### RECORD EXCERPTS

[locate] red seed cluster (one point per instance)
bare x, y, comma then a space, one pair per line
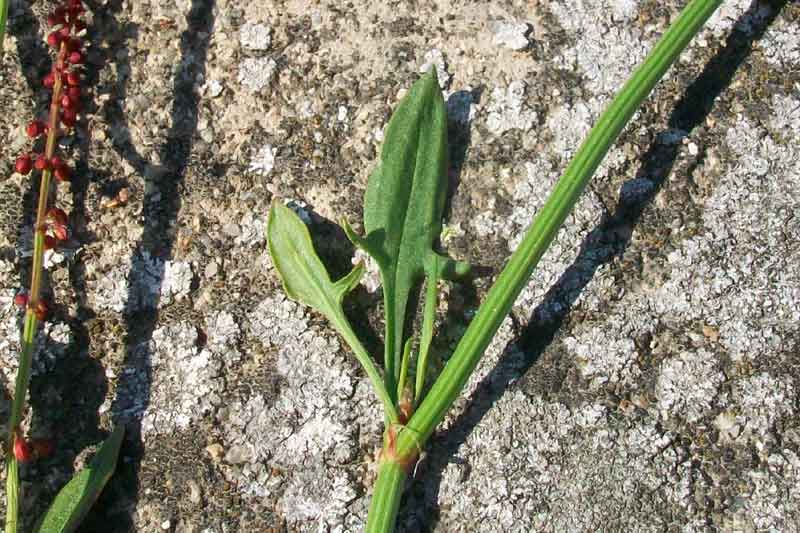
22, 449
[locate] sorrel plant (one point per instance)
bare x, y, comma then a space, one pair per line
50, 229
402, 220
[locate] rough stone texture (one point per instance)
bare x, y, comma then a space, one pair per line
647, 380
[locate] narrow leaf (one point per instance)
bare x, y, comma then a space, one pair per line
304, 277
77, 497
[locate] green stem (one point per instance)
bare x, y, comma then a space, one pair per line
3, 20
428, 317
31, 322
386, 497
538, 237
342, 325
401, 383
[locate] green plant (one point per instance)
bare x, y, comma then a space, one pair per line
402, 218
50, 228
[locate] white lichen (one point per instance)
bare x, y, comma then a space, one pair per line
512, 35
688, 385
255, 73
264, 160
256, 37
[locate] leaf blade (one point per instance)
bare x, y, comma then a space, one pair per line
74, 500
305, 279
404, 202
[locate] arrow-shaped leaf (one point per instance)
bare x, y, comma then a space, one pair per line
403, 207
306, 280
77, 497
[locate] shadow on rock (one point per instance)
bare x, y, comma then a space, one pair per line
605, 242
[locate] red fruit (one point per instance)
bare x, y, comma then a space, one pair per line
43, 448
57, 215
74, 44
50, 242
21, 300
22, 450
56, 18
49, 80
62, 173
42, 163
69, 117
41, 308
24, 164
54, 39
63, 34
35, 129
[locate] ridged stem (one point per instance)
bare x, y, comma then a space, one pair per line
386, 497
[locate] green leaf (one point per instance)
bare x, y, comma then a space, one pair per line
77, 497
304, 277
3, 21
403, 206
306, 280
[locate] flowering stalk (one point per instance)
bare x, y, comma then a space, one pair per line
50, 226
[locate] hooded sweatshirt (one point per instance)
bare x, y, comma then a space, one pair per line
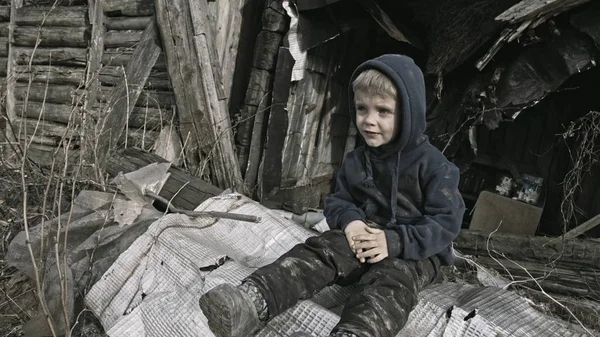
407, 186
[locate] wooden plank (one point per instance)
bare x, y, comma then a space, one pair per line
122, 56
267, 49
51, 36
39, 92
3, 46
260, 81
159, 79
123, 97
96, 17
584, 227
184, 191
270, 178
54, 56
50, 74
122, 38
4, 13
386, 23
528, 9
202, 24
10, 87
52, 112
127, 23
65, 16
129, 7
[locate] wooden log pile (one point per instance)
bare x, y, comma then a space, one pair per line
566, 267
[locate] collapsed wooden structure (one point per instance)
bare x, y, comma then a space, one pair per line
252, 95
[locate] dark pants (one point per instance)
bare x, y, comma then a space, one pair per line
386, 291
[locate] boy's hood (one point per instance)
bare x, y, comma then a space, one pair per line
410, 88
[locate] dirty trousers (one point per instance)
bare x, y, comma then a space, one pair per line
385, 292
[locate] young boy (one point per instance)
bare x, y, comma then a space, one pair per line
393, 216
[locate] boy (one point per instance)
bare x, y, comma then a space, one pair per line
393, 216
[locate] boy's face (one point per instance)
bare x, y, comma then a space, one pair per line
375, 118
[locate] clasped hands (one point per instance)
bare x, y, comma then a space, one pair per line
369, 244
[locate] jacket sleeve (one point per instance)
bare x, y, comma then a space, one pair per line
340, 207
441, 222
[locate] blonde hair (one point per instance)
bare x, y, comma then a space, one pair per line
374, 82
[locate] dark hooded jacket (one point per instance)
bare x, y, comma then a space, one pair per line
408, 173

### AIM OF THE TASK
Starting with the first line of the data, transcribe every line exactly through the one containing "[locate] red fruit (one point per instance)". No pictures go in.

### WRITTEN ANSWER
[locate] red seed cluster (one point per instance)
bare x, y, comma then a space, one pair per line
22, 449
[locate] sorrel plant (one point per instance)
bare x, y, comma then a space, one pair per line
50, 229
402, 220
[locate] rough stone texture (one point per instance)
bare x, y, comma then a space, one pair per line
647, 380
[locate] narrow leaf (one point per instance)
bare x, y, comma then a space, one pair per line
304, 277
77, 497
[locate] green stem (one point per instance)
bare x, y, comma then a space, one pair per line
3, 20
428, 317
31, 322
386, 497
538, 237
342, 325
401, 383
[locate] green plant (one point per instance)
bare x, y, comma then a space, one pair per line
402, 218
50, 228
[locate] white lichen (one point per instance)
bare x, y, comma then a space, one pair per line
512, 35
688, 385
255, 73
264, 160
256, 37
[locate] leaf blade (one point per instance)
bare x, y, comma then a space, one pair per line
74, 500
305, 279
404, 202
[locate] arrow-shaped leaf (one point per instance)
bare x, y, comma then a space, one pair per line
403, 207
306, 280
77, 497
[locate] shadow on rock (one point per instance)
bare x, y, comma then a space, one pair per line
605, 242
[locate] red fruit (one point per instance)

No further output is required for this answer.